> [WHAT YOU ARE ASKED TO DO]
Reproduce the records below exactly, leaving out any pictures.

> [THE INPUT]
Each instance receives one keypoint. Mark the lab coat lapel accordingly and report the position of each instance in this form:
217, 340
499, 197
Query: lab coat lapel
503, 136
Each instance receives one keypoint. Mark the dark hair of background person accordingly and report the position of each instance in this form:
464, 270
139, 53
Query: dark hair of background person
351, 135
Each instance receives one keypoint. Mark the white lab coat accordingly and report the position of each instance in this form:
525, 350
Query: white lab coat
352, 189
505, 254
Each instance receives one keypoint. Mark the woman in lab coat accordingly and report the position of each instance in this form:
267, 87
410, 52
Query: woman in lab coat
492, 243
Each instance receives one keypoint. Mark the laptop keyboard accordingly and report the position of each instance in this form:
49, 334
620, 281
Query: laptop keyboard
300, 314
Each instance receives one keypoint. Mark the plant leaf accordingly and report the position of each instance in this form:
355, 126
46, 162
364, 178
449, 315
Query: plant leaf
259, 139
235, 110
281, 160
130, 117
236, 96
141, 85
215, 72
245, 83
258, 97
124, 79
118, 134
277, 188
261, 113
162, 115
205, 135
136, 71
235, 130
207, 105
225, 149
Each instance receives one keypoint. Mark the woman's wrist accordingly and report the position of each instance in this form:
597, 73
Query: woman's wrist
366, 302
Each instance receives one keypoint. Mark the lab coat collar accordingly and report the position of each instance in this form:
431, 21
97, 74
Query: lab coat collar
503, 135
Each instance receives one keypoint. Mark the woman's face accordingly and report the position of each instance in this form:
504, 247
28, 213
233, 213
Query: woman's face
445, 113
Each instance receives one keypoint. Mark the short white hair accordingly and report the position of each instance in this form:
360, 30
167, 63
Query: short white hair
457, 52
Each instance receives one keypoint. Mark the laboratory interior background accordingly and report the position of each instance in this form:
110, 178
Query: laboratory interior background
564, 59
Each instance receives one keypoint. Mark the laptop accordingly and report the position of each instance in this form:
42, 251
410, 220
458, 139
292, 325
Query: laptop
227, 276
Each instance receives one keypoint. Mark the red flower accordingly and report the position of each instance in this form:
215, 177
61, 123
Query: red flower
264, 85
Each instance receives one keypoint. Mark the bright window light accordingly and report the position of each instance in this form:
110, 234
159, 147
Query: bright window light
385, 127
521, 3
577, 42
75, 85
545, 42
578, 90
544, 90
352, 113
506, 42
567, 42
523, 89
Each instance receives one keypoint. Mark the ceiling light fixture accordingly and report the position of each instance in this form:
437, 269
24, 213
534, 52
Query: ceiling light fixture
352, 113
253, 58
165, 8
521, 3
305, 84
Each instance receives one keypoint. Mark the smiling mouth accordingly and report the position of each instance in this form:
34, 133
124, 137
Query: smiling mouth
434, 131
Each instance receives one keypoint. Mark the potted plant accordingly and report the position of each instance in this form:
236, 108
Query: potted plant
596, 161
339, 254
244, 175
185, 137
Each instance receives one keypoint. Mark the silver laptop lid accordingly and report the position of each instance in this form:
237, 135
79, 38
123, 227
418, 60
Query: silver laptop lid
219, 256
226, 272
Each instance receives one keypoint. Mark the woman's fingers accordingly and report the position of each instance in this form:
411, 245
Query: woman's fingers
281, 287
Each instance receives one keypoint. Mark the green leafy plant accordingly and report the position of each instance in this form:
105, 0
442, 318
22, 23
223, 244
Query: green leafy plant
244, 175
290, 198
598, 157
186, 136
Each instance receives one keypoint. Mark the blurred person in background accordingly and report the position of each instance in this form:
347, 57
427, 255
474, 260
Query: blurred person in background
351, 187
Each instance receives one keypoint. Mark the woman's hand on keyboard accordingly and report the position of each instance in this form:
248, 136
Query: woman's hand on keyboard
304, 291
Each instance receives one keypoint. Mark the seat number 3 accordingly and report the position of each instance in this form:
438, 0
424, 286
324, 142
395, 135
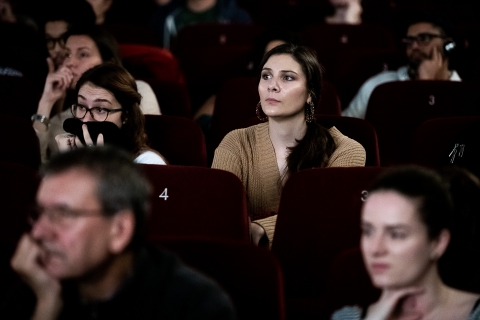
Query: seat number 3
164, 194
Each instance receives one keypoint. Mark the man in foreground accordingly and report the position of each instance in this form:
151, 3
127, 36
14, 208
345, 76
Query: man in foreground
85, 257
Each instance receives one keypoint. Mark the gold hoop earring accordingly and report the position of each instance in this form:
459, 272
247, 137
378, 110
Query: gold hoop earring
260, 115
309, 112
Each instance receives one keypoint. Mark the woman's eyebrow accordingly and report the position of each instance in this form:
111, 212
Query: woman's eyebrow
282, 71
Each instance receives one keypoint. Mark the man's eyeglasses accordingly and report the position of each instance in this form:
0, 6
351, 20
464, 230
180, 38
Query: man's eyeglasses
60, 215
51, 42
98, 114
422, 39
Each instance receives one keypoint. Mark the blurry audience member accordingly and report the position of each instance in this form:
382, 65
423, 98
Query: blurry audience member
9, 14
461, 263
263, 156
168, 19
405, 230
87, 46
263, 43
345, 12
58, 18
86, 258
108, 93
428, 45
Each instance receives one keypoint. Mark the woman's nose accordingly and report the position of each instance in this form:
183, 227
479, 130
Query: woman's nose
88, 116
272, 86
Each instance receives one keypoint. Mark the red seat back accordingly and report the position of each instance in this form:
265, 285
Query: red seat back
349, 283
396, 109
328, 40
318, 218
180, 140
434, 139
195, 201
250, 275
171, 96
144, 61
18, 141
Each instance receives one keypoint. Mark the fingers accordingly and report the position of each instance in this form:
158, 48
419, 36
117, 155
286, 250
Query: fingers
66, 141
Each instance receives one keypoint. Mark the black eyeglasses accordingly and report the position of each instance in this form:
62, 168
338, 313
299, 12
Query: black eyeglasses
98, 114
422, 39
51, 42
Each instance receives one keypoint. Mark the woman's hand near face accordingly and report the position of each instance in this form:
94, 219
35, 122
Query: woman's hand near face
389, 304
56, 84
88, 139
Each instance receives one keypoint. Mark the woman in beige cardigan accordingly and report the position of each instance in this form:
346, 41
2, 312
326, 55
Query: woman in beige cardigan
264, 155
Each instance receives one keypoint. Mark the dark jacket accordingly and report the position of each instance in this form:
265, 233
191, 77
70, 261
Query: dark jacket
161, 287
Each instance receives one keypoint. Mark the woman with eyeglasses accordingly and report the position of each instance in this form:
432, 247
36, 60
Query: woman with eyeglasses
86, 46
108, 93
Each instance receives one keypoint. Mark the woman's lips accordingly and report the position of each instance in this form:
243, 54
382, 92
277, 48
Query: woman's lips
379, 267
272, 100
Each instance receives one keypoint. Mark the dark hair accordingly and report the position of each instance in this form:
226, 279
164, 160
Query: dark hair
104, 40
117, 80
121, 183
316, 147
273, 34
435, 207
437, 20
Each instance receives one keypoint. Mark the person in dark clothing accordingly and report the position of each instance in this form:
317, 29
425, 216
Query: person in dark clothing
86, 258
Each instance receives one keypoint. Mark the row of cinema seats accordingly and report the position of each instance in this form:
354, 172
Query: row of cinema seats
314, 265
406, 138
210, 54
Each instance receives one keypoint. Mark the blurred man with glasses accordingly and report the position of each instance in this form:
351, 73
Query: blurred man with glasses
428, 42
86, 258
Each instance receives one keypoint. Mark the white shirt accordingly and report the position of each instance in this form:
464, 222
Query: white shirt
358, 107
149, 157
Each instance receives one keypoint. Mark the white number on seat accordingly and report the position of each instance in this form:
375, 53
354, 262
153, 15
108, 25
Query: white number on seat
164, 194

> [ANSWER TO THIS TASK]
Each instance receives one keypoint. Mark the lab coat lapel accordingly and report the position of each instance in this form:
217, 340
499, 197
Query: lab coat lapel
503, 136
Each instance receives one keypoint. Mark the dark hair of background person accordingly and report the position of each instance in this form:
464, 270
139, 53
Query: dark hair of background person
351, 135
Each instance receives one keypoint. Mark the white lab coat accordingly and report the position of each instance in this form:
525, 350
Query: white lab coat
352, 189
505, 254
Each instance receives one keypoint. Mark the woman in lab coat accordingly and report the position of each instance in this form:
267, 87
410, 52
Query: woman in lab coat
492, 243
Each instance receives one keypoint. Mark the laptop keyboard accordingly and report the position of each instance in this form:
49, 334
620, 281
Query: laptop keyboard
300, 314
Each instance receives one keypoint. Mark the plant leaf accordingly and report the position of each instance in this form:
355, 126
46, 162
364, 178
449, 315
Query: plant leaf
259, 139
235, 110
281, 160
130, 117
236, 96
141, 85
215, 72
245, 83
258, 97
124, 79
118, 134
277, 188
261, 113
162, 115
205, 135
136, 71
235, 130
207, 105
225, 149
Each instance receives one keypoint. Mark the woman's wrist accordingly and report the position of each instance in this form:
597, 73
Query: woman's wrist
366, 302
Each instance receives one keypoint. Mark the lab coat collar accordingly and report the position of each instance in this form:
431, 21
97, 74
Query: lab coat collar
503, 135
Each instance receives one keypoint. Mark the woman's face accordingly and report the position of each instance in this form:
504, 247
28, 213
233, 213
Query: woman's face
445, 113
Each instance receives one keypoint. Mark the short white hair accordingly and report the position of each instance in this form:
360, 30
167, 63
Query: short white hair
457, 52
Each instance receives one keypoint. Mark the laboratory interior background accordingly and report the position of each instance in this form:
110, 178
Query: laboratory interior background
564, 59
Each instance receives one keypoint. Mark the laptop accordingly and report the position of each instance in this form:
42, 251
410, 220
458, 139
292, 325
Query: laptop
227, 276
Each instance receives one keypoint. Mark the red flower accordingly and report the position of each instance in this form:
215, 177
61, 123
Query: red flower
264, 85
Each instance receives one keypoint. Mark the bright window light accordingly and report the position of each instance in this form:
110, 234
159, 147
Query: bright window light
385, 127
521, 3
577, 42
75, 85
545, 42
578, 90
544, 90
352, 113
506, 42
567, 42
523, 89
Each instance receives one keypoint. Mark the ceiling light fixture accordingly and report the position of each instance in this form:
437, 269
24, 213
534, 52
Query: ceiling light fixture
352, 113
253, 58
165, 8
521, 3
305, 84
Each instance receives one keypoint. Mark the smiling mouth accordingly and report the position of each instance in this form:
34, 133
124, 137
Query: smiling mouth
434, 131
Each instance receives one keypoint. Mark the potted plant accordingly and report the position of each instance in this form:
236, 108
Query: potted plant
596, 161
339, 254
244, 175
185, 137
Each instance receives one keypoint. Mark the silver laptop lid accordingly and report the position of each instance in this form:
237, 135
79, 38
123, 227
418, 60
Query: silver laptop lid
219, 256
226, 272
Each instance receives one keypoint. Mark the woman's fingers accordingly and report the position of each instance in this form:
411, 245
Query: woman's fingers
281, 287
Each instance receives one keypoint. Mark the green leafy plant accordingly and report the position of each instance in this form:
105, 0
442, 318
22, 23
223, 244
Query: green leafy plant
244, 175
290, 198
598, 157
186, 136
Each instance receives one keypoint. Mark the blurred person in background accordingly and report the position of each instance in this form:
347, 57
427, 255
474, 260
Query: blurred person in background
351, 187
Each instance receives one keypoint. Mark the woman's hand on keyboard accordingly and report the position of each instance in this form:
248, 136
Query: woman's hand on keyboard
304, 291
Each instance receives one keypoint. Mark the seat number 3 accordingly and report the position of each instance in this form:
438, 0
424, 286
324, 142
395, 135
Query: seat number 3
164, 194
Each instance receives one keypoint. Mark the man in foreground accordingly and report the position of each instance in this form:
151, 3
127, 36
14, 208
345, 76
Query: man in foreground
85, 257
Each instance receives one keypoint. Mark the gold hoop earring accordingly and report the position of each instance in this form:
459, 272
247, 137
378, 110
Query: gold hoop earring
260, 115
309, 112
Each instance receives one keypoint. Mark the woman's eyebrow accordingly and report the position of each instance in this form:
111, 212
Query: woman's eyebrow
282, 71
Each instance receives one keypoint. Mark the man's eyeglasses accordingly and report the position of each instance in this form:
0, 6
351, 20
464, 230
180, 38
Query: man's eyeglasses
60, 215
51, 42
98, 114
422, 39
Each instance receives one keypoint. Mark the blurry audience member accordingly and report the position of each instance in this form:
382, 65
423, 98
Query: blurry audience member
9, 14
461, 263
263, 156
168, 19
405, 230
87, 46
263, 43
345, 12
58, 18
86, 258
108, 93
428, 45
Each instance receives one keypoint. Mark the woman's nose accordingly and report the position of each instance in this form:
183, 227
479, 130
Query: woman's nose
88, 116
272, 86
Each instance receives one keypoint. Mark the red seat back accordingly and report the position of each instance in this form:
265, 285
Query: red seat back
349, 283
396, 109
328, 40
318, 218
180, 140
434, 139
195, 201
250, 275
171, 96
144, 61
18, 141
Each instance receives one keypoint. Mark the fingers accordingly and report the position of each instance in this form:
158, 48
419, 36
117, 155
286, 250
Query: fingers
66, 141
Each instance receives one keypoint. Mark the black eyeglasses accordingly and report the position of each instance in this form:
62, 168
338, 313
299, 12
Query: black eyeglasses
98, 114
422, 39
51, 42
Each instance receives one keypoint. Mark the woman's hand near face accordingly and report the position of each instance in this form:
94, 219
35, 122
Query: woman's hand near face
389, 304
56, 84
88, 139
Each instance receives one keypoint. Mark the woman in beige cardigan accordingly and report the position of each instance in this form:
346, 41
2, 312
326, 55
Query: woman in beige cardigan
264, 155
Each instance receives one keypoint. Mark the dark jacket accordingly and report the position of each instance in this form:
265, 233
191, 77
70, 261
Query: dark jacket
161, 287
Each instance receives one keypoint. Mark the woman with eyeglasses accordingly and report the position of each instance in this form:
432, 247
36, 60
Query: woman with eyeglasses
86, 46
108, 93
Each instance receives one keypoint. Mark the woman's lips accordingly and report the position of each instance in this form:
243, 54
382, 92
277, 48
Query: woman's lips
379, 267
272, 100
Each instance receives one keypoint. Mark the dark hair accordingly and report the position of each instance in this form:
226, 279
164, 160
Query: dark hair
104, 40
117, 80
121, 183
316, 147
273, 34
435, 207
437, 20
Each instance receives one keypoint. Mark the person in dark clothing accordingly and report the position of each instance in this form:
317, 29
425, 216
Query: person in dark clothing
86, 258
Each instance receives one keypoint. Mark the row of cinema seats accordingly and report the position of each instance in this form:
354, 172
Query: row of cinema seats
314, 265
406, 138
210, 54
Each instance receives one keypoint. Mark the blurred man with glasses accordingly and report the position of each instance in this form:
351, 73
Query: blurred man with glasses
428, 42
86, 258
Each instance receives one keypoint. Mark the white shirt accordingly and report the position of each instance in this form:
464, 222
Query: white shirt
358, 107
149, 157
Each instance receives one keypoint. Mark the white number on seat accordingly and report the position of each instance in this form:
375, 53
354, 262
153, 15
108, 25
Query: white number on seat
164, 194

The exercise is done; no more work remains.